ENUNCIADO 1 ::
Conte quantas linhas da listagem abaixo contêm a palavra "reed", levando em conta maiúsculas e minúsculas. Responda só com o número.

TEXTO CITADO ::
■ ■ ■
As cantigas e os livros infantis politicamente corretos
querem nos dar respostas.
Não incitam desejos, os abafam. Querem apaziguamento, e não pensamento que
nasce do conflito de ideias.
Buscam esconder e não desvelar. Têm ojeriza ao mistério, querem o plano, o reto,
não o circular, não a espiral.
A literatura infantojuvenil
de qualidade não garante a
felicidade nem a conquista
de bens materiais, mas possibilita que nossa mente se torne mais flexível e livre, capaz
de compreender a complexidade do mundo visível e invisível, assim contribuindo para que possamos despertar de uma ilusão devoradora da nossa própria alma.
O ataque às histórias não é
uma novidade do mundo
contemporâneo. Alexander
Afanasev (1826-1871), folclorista russo que coletou os
contos da tradição oral de
seu povo, teve de mudar à
força suas versões dos contos
de fadas russos para crianças, pois o sumo sacerdote da
igreja local considerava os
contos imorais.
Afanasev respondeu ao
ataque assim: "Há um milhão de vezes mais moralidade, verdade e amor humano
em minhas lendas populares
que nos sermões proferidos
por Vossa Santidade".
Não sabemos por quanto
tempo esses contos vão conseguir resistir a seguidas
"limpezas" e "higienizações"
executadas por novos autores. As alterações nos contos
de fadas não pararam de
ocorrer na nossa atualidade;
a Baba Yaga russa, nossa familiar e temível bruxa, em algumas versões modernas
não come mais criancinhas
no desjejum, apenas fala sem
parar. O Barba Azul, personagem assustador dos contos de Grimm, agora ressuscita suas noivas, aquelas mesmas que ele empalava no
quarto proibido.
■ ■ ■
ENUNCIADO 2 ::
Prossiga o texto sobre a literatura infantil e os contos de fadas, começando logo depois da última frase apresentada acima.

[Linhas de dados sobre onde aparecem objetos]
■ ■ ■
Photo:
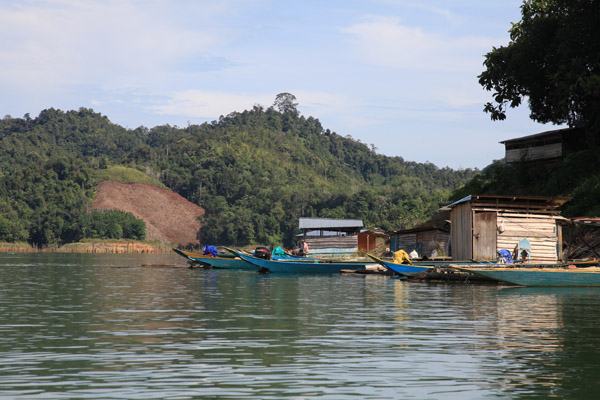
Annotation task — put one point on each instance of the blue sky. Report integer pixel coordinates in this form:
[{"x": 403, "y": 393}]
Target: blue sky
[{"x": 398, "y": 75}]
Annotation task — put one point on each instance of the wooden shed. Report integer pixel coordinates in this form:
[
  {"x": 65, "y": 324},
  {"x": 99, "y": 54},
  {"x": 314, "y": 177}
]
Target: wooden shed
[
  {"x": 429, "y": 242},
  {"x": 370, "y": 239},
  {"x": 331, "y": 237},
  {"x": 483, "y": 224},
  {"x": 544, "y": 146}
]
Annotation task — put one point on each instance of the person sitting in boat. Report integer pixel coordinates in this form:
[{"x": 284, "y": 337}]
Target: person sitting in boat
[
  {"x": 401, "y": 257},
  {"x": 210, "y": 251},
  {"x": 302, "y": 250}
]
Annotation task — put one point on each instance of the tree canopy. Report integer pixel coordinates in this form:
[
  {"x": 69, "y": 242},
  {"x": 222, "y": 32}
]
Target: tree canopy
[{"x": 553, "y": 59}]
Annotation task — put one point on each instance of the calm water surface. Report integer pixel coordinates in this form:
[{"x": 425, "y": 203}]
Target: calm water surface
[{"x": 83, "y": 327}]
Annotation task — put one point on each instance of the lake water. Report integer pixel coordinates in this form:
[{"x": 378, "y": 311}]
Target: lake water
[{"x": 81, "y": 327}]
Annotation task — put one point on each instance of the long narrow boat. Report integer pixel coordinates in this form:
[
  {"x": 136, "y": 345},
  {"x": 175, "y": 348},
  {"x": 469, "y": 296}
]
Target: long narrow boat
[
  {"x": 225, "y": 261},
  {"x": 402, "y": 269},
  {"x": 540, "y": 275},
  {"x": 311, "y": 266}
]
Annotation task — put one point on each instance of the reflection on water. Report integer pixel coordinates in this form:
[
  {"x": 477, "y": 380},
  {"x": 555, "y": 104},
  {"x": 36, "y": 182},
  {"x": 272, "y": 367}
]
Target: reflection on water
[{"x": 74, "y": 326}]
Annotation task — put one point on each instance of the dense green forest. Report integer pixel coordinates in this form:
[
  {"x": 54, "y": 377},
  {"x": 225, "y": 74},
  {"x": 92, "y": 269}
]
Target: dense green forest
[{"x": 254, "y": 172}]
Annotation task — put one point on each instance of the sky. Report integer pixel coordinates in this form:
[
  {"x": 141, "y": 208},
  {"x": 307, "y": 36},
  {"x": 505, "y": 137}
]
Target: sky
[{"x": 399, "y": 76}]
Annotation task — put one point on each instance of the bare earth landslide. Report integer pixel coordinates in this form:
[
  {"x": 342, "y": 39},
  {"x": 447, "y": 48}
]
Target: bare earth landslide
[{"x": 168, "y": 216}]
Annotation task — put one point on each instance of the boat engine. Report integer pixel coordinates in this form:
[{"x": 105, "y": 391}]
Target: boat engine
[{"x": 263, "y": 252}]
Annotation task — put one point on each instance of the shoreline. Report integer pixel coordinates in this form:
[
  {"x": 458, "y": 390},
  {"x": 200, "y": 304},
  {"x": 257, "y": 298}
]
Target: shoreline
[{"x": 90, "y": 247}]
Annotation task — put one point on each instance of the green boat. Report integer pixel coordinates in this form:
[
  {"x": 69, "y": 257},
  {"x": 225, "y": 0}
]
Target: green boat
[
  {"x": 223, "y": 261},
  {"x": 539, "y": 275},
  {"x": 312, "y": 266}
]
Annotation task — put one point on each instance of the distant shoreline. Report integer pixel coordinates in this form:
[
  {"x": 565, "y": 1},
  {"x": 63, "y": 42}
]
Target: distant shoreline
[{"x": 91, "y": 247}]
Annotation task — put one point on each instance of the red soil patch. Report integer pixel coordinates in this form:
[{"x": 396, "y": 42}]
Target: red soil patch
[{"x": 168, "y": 216}]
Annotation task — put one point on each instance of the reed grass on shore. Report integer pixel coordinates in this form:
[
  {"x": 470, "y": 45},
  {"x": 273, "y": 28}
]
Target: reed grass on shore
[{"x": 93, "y": 246}]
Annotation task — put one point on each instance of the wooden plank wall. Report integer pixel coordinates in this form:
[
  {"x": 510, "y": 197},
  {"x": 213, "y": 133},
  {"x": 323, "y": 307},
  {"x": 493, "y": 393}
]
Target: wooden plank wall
[
  {"x": 433, "y": 240},
  {"x": 327, "y": 242},
  {"x": 460, "y": 232},
  {"x": 406, "y": 241},
  {"x": 540, "y": 230}
]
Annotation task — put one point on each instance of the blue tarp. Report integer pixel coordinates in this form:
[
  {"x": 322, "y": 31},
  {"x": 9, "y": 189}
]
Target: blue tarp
[
  {"x": 506, "y": 256},
  {"x": 210, "y": 251}
]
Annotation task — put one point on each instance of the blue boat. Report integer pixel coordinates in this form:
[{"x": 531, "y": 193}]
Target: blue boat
[
  {"x": 539, "y": 275},
  {"x": 224, "y": 261},
  {"x": 402, "y": 269},
  {"x": 312, "y": 266}
]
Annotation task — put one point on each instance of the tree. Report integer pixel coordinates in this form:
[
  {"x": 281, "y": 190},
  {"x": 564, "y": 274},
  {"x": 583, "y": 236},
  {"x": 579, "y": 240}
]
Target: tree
[
  {"x": 553, "y": 59},
  {"x": 285, "y": 103}
]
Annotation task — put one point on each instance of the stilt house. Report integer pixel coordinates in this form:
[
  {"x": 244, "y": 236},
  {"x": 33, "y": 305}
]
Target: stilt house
[
  {"x": 429, "y": 242},
  {"x": 331, "y": 237},
  {"x": 545, "y": 146},
  {"x": 482, "y": 225}
]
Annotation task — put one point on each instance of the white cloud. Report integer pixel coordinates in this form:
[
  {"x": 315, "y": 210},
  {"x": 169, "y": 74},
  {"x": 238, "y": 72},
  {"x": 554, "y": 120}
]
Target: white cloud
[
  {"x": 205, "y": 104},
  {"x": 383, "y": 41}
]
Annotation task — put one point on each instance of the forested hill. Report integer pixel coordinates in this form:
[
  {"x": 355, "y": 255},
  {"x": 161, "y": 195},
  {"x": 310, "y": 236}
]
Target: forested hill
[{"x": 254, "y": 172}]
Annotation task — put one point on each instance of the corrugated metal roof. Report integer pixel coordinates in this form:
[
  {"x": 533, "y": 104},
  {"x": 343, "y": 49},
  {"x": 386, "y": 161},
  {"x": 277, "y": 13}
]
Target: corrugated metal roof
[
  {"x": 551, "y": 201},
  {"x": 328, "y": 223},
  {"x": 542, "y": 134}
]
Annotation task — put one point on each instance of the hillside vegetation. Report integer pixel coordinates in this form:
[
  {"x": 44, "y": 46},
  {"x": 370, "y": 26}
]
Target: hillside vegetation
[
  {"x": 576, "y": 176},
  {"x": 254, "y": 173}
]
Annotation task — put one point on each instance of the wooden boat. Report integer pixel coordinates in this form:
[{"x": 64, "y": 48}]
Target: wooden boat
[
  {"x": 312, "y": 266},
  {"x": 538, "y": 275},
  {"x": 402, "y": 269},
  {"x": 223, "y": 261}
]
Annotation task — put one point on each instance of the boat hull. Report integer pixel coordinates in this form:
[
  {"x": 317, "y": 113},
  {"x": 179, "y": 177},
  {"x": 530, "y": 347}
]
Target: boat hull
[
  {"x": 298, "y": 267},
  {"x": 555, "y": 277},
  {"x": 227, "y": 262},
  {"x": 401, "y": 269}
]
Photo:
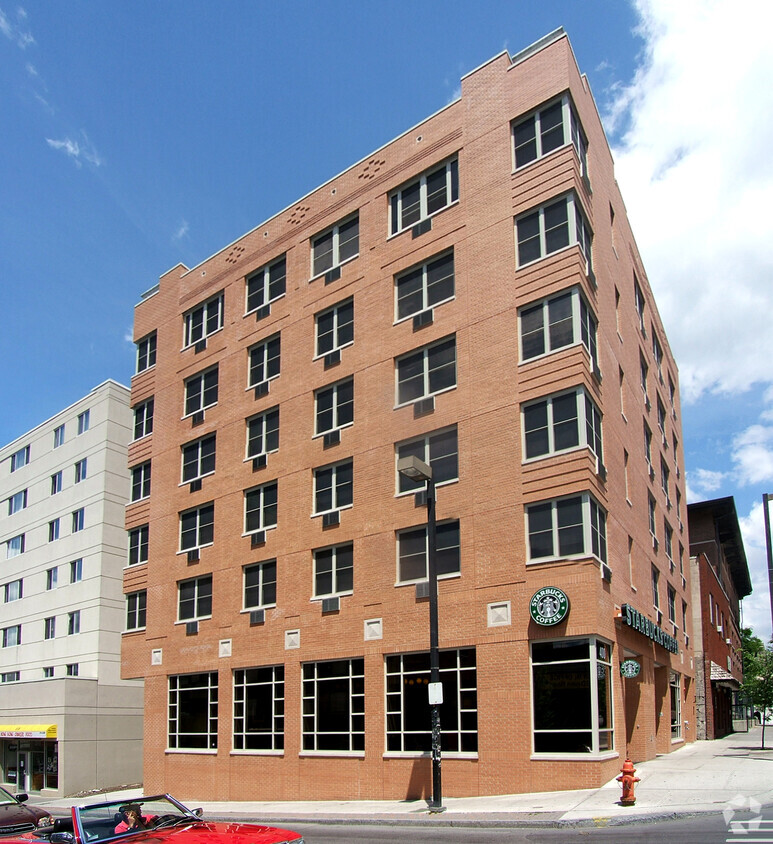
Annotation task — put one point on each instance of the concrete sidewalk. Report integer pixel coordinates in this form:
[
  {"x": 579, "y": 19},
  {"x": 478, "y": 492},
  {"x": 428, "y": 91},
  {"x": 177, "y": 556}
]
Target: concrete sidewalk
[{"x": 707, "y": 776}]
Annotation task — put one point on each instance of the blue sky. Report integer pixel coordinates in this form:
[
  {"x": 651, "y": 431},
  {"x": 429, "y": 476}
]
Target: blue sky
[{"x": 139, "y": 135}]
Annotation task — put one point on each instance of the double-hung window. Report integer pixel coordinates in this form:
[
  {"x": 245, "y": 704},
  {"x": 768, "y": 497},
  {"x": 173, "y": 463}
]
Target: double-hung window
[
  {"x": 566, "y": 527},
  {"x": 260, "y": 508},
  {"x": 266, "y": 284},
  {"x": 198, "y": 458},
  {"x": 425, "y": 286},
  {"x": 203, "y": 320},
  {"x": 552, "y": 227},
  {"x": 263, "y": 361},
  {"x": 560, "y": 423},
  {"x": 421, "y": 198},
  {"x": 201, "y": 391},
  {"x": 335, "y": 327},
  {"x": 426, "y": 371},
  {"x": 336, "y": 245},
  {"x": 333, "y": 487},
  {"x": 334, "y": 571}
]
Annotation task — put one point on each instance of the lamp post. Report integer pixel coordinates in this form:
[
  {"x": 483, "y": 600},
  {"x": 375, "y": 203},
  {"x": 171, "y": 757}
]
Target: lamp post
[{"x": 417, "y": 470}]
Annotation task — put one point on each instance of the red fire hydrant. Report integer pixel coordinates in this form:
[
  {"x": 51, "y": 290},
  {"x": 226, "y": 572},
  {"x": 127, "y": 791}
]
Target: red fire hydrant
[{"x": 627, "y": 780}]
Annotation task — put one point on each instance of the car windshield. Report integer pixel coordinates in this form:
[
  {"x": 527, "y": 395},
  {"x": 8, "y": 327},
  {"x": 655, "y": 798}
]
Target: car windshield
[{"x": 130, "y": 817}]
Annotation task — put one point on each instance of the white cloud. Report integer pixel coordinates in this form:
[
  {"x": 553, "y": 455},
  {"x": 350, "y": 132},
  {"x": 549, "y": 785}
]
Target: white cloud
[{"x": 695, "y": 170}]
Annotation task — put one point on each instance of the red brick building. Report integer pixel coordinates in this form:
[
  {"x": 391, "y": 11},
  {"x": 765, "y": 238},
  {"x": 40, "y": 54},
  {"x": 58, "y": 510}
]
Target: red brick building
[
  {"x": 457, "y": 295},
  {"x": 720, "y": 580}
]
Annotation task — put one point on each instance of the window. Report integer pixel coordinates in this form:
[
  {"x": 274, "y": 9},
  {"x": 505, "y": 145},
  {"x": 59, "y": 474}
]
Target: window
[
  {"x": 193, "y": 711},
  {"x": 203, "y": 320},
  {"x": 136, "y": 609},
  {"x": 140, "y": 481},
  {"x": 560, "y": 423},
  {"x": 566, "y": 527},
  {"x": 198, "y": 458},
  {"x": 427, "y": 371},
  {"x": 263, "y": 433},
  {"x": 439, "y": 450},
  {"x": 195, "y": 598},
  {"x": 259, "y": 708},
  {"x": 333, "y": 487},
  {"x": 336, "y": 245},
  {"x": 81, "y": 470},
  {"x": 263, "y": 361},
  {"x": 12, "y": 636},
  {"x": 201, "y": 391},
  {"x": 412, "y": 552},
  {"x": 407, "y": 703},
  {"x": 143, "y": 419},
  {"x": 13, "y": 591},
  {"x": 76, "y": 570},
  {"x": 334, "y": 571},
  {"x": 424, "y": 286},
  {"x": 266, "y": 284},
  {"x": 551, "y": 228},
  {"x": 572, "y": 696},
  {"x": 557, "y": 323},
  {"x": 84, "y": 421},
  {"x": 138, "y": 545},
  {"x": 260, "y": 585},
  {"x": 550, "y": 128},
  {"x": 20, "y": 458},
  {"x": 197, "y": 527},
  {"x": 146, "y": 352},
  {"x": 335, "y": 327},
  {"x": 14, "y": 546},
  {"x": 260, "y": 508},
  {"x": 18, "y": 501},
  {"x": 334, "y": 705},
  {"x": 334, "y": 406},
  {"x": 431, "y": 192}
]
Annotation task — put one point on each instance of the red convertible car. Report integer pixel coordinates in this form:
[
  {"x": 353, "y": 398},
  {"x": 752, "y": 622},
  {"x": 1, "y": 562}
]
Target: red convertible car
[{"x": 150, "y": 820}]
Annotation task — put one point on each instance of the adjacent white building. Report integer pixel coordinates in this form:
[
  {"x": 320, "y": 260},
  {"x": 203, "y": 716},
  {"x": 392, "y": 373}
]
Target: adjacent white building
[{"x": 68, "y": 722}]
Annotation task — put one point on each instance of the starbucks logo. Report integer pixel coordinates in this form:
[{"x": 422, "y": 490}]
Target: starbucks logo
[{"x": 549, "y": 606}]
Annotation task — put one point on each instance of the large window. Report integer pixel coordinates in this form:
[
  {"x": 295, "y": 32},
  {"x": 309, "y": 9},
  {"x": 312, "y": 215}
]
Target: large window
[
  {"x": 426, "y": 371},
  {"x": 572, "y": 703},
  {"x": 566, "y": 527},
  {"x": 556, "y": 323},
  {"x": 194, "y": 598},
  {"x": 193, "y": 711},
  {"x": 550, "y": 128},
  {"x": 334, "y": 706},
  {"x": 408, "y": 720},
  {"x": 266, "y": 284},
  {"x": 203, "y": 320},
  {"x": 335, "y": 245},
  {"x": 425, "y": 286},
  {"x": 259, "y": 699},
  {"x": 553, "y": 227},
  {"x": 431, "y": 192},
  {"x": 334, "y": 571},
  {"x": 334, "y": 407},
  {"x": 561, "y": 423}
]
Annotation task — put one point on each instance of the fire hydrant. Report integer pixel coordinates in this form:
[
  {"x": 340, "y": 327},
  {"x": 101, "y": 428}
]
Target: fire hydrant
[{"x": 627, "y": 780}]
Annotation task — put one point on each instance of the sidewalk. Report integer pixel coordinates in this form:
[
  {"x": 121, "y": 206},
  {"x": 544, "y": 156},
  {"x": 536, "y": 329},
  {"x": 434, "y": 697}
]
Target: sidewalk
[{"x": 700, "y": 777}]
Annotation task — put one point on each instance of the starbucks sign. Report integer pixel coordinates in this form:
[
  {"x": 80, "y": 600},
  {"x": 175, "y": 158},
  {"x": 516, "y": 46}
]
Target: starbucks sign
[{"x": 549, "y": 606}]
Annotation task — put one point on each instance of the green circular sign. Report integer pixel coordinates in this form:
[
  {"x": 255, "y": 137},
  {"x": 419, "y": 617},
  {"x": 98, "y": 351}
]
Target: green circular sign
[{"x": 549, "y": 606}]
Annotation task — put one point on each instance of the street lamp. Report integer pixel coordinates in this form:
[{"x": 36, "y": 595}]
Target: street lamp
[{"x": 417, "y": 470}]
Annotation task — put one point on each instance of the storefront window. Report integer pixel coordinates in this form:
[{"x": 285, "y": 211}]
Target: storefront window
[{"x": 572, "y": 704}]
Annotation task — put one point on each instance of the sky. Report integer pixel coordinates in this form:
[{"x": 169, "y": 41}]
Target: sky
[{"x": 136, "y": 136}]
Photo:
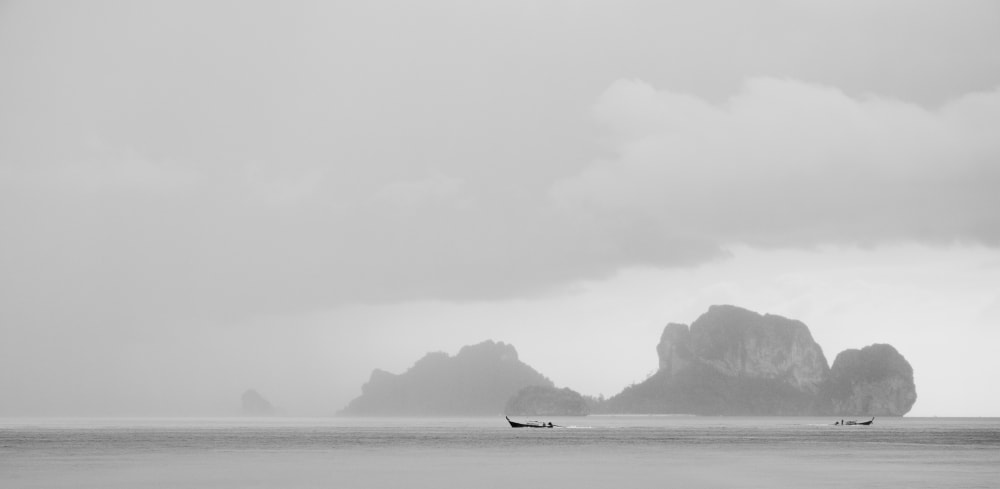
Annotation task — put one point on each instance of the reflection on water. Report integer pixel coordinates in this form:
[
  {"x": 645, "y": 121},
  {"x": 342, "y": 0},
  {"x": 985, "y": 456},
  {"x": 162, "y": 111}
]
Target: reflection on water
[{"x": 595, "y": 451}]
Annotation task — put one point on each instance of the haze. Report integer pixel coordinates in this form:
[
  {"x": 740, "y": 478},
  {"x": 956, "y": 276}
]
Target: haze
[{"x": 197, "y": 198}]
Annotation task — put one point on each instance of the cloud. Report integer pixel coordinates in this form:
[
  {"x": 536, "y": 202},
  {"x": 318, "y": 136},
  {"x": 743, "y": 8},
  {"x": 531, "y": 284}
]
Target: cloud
[{"x": 789, "y": 163}]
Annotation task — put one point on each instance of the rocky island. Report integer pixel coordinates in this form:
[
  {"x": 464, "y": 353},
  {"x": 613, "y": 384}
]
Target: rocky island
[
  {"x": 479, "y": 380},
  {"x": 730, "y": 361}
]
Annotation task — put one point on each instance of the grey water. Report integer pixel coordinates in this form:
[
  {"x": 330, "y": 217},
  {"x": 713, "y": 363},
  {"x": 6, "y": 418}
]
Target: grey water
[{"x": 588, "y": 452}]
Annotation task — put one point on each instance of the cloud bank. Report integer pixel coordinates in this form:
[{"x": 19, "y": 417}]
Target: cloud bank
[{"x": 788, "y": 163}]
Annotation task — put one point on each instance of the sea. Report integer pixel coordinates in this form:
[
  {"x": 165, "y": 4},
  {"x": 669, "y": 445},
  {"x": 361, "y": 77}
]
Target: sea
[{"x": 584, "y": 452}]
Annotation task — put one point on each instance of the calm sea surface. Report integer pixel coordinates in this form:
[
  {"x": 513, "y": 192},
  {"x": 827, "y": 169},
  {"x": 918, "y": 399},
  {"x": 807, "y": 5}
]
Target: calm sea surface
[{"x": 594, "y": 451}]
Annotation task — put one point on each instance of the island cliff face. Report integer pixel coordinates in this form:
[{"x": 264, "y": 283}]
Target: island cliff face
[
  {"x": 732, "y": 361},
  {"x": 875, "y": 380},
  {"x": 538, "y": 400},
  {"x": 479, "y": 380}
]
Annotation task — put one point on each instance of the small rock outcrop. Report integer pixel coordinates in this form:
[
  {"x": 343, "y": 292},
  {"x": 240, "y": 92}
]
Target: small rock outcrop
[
  {"x": 479, "y": 380},
  {"x": 875, "y": 380},
  {"x": 254, "y": 404},
  {"x": 540, "y": 400}
]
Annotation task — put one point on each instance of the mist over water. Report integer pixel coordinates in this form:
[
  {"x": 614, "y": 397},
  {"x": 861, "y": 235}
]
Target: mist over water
[{"x": 595, "y": 451}]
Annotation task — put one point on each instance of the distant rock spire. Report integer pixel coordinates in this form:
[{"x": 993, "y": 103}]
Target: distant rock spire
[{"x": 254, "y": 404}]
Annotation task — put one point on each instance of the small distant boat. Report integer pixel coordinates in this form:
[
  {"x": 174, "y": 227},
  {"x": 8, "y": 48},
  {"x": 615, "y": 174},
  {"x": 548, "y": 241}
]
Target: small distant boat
[
  {"x": 858, "y": 423},
  {"x": 529, "y": 424}
]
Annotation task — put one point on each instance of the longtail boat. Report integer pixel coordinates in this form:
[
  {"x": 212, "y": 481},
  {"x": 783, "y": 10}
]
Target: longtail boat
[{"x": 529, "y": 424}]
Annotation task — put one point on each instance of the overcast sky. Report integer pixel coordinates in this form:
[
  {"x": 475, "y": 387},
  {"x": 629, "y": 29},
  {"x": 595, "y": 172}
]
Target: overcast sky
[{"x": 197, "y": 198}]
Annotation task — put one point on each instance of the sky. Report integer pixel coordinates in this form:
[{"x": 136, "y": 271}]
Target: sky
[{"x": 197, "y": 198}]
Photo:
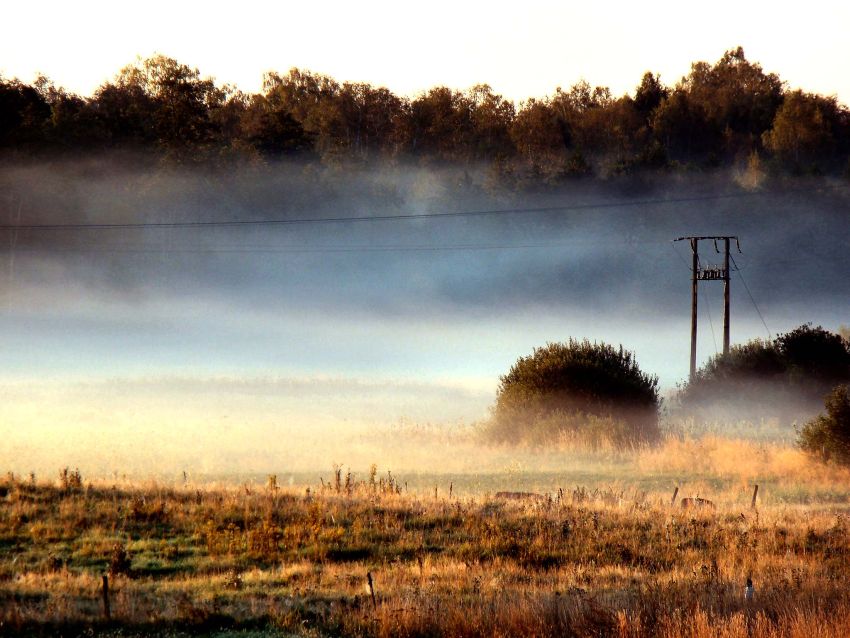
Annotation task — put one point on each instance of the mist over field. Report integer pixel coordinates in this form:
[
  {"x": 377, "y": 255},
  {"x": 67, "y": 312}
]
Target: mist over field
[{"x": 266, "y": 345}]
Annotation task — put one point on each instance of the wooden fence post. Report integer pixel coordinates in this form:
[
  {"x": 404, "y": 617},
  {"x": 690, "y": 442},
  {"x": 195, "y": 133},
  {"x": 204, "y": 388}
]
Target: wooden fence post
[
  {"x": 105, "y": 579},
  {"x": 371, "y": 589}
]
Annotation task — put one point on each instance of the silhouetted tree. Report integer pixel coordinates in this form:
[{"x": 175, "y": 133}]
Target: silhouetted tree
[
  {"x": 803, "y": 129},
  {"x": 563, "y": 388},
  {"x": 827, "y": 436}
]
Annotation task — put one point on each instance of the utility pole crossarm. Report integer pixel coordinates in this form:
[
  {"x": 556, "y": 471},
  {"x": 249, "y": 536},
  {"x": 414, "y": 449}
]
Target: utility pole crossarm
[{"x": 709, "y": 273}]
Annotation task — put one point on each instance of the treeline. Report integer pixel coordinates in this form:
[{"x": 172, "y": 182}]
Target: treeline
[{"x": 729, "y": 114}]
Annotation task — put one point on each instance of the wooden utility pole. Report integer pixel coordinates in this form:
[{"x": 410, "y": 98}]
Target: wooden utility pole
[
  {"x": 726, "y": 295},
  {"x": 709, "y": 273},
  {"x": 694, "y": 301}
]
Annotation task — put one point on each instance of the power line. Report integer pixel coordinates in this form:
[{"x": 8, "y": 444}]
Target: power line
[
  {"x": 755, "y": 305},
  {"x": 388, "y": 217}
]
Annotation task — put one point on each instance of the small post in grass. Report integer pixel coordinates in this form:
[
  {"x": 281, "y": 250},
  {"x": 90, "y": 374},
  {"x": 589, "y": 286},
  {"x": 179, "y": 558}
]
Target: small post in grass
[
  {"x": 371, "y": 589},
  {"x": 105, "y": 579}
]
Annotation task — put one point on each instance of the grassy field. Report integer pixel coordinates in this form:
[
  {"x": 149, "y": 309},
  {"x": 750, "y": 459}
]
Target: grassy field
[{"x": 602, "y": 553}]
■ ■ ■
RESULTADO 1 ::
2

RESULTADO 2 ::
Versões atuais, preocupadas com a violência, excluem
a comilança do lobo, a abertura de sua barriga e a sua
morte. Simbolicamente, uma
das partes que mais interessa
à criança está sendo descartada. Por séculos, os textos
dos irmãos Grimm e de Perrault vêm encantando multidões, e nunca ouvimos falar
de uma criança que depois
de ouvir a "Chapeuzinho
Vermelho" tenha saído com
uma faca na mão querendo
abrir a barriga de alguém.
As crianças não gostam
das versões amenas, elas anseiam por aventura, terror,
sangue, humor, escatologia,
violência, amor etc.
Aliás, há anos circulo pelo
Brasil como autor de livros
infantojuvenis e existe algo
que se repete em todos os espaços que frequento. Quando pergunto às crianças que
tipo de história ela querem
ouvir, 90% das vezes elas pedem: "Terror! Histórias de
terror!". Podemos levantar
duas hipóteses: uma é que
elas são psicopatas, marginais sanguinárias em gestação; outra, que elas demandam histórias de terror, porque há algo nesse tipo de histórias que se comunica diretamente com o mundo interior dela. Sou favorável à segunda hipótese.
ILAN BRENMAN é doutor em educação pela
USP, autor de livros infantis e contador
profissional de histórias.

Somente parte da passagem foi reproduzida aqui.